:: Instructions for the task ::
Copy the following lines verbatim, keeping every character and line break unchanged.

╭─ Data for processing

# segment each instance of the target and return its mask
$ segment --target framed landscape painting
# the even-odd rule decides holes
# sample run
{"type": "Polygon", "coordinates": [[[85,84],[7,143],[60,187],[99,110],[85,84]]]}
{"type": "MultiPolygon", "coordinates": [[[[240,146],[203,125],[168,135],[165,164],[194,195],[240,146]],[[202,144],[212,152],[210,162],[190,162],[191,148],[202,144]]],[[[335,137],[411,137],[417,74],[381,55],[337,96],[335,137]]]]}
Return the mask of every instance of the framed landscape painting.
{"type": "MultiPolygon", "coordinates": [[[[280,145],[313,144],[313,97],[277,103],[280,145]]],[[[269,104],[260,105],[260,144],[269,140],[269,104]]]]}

╰─

:: Exercise output ::
# segment each instance of the target and return its mask
$ segment --target framed landscape painting
# the even-odd rule decides holes
# sample run
{"type": "Polygon", "coordinates": [[[85,84],[7,143],[60,187],[99,110],[85,84]]]}
{"type": "MultiPolygon", "coordinates": [[[[240,146],[203,125],[168,135],[165,164],[194,195],[240,146]],[[202,144],[212,152],[210,162],[190,162],[191,148],[202,144]]],[[[335,137],[411,137],[417,74],[381,55],[337,96],[335,137]]]]}
Return the mask of every instance of the framed landscape painting.
{"type": "MultiPolygon", "coordinates": [[[[280,145],[313,144],[313,97],[277,103],[280,145]]],[[[269,104],[260,105],[260,144],[269,140],[269,104]]]]}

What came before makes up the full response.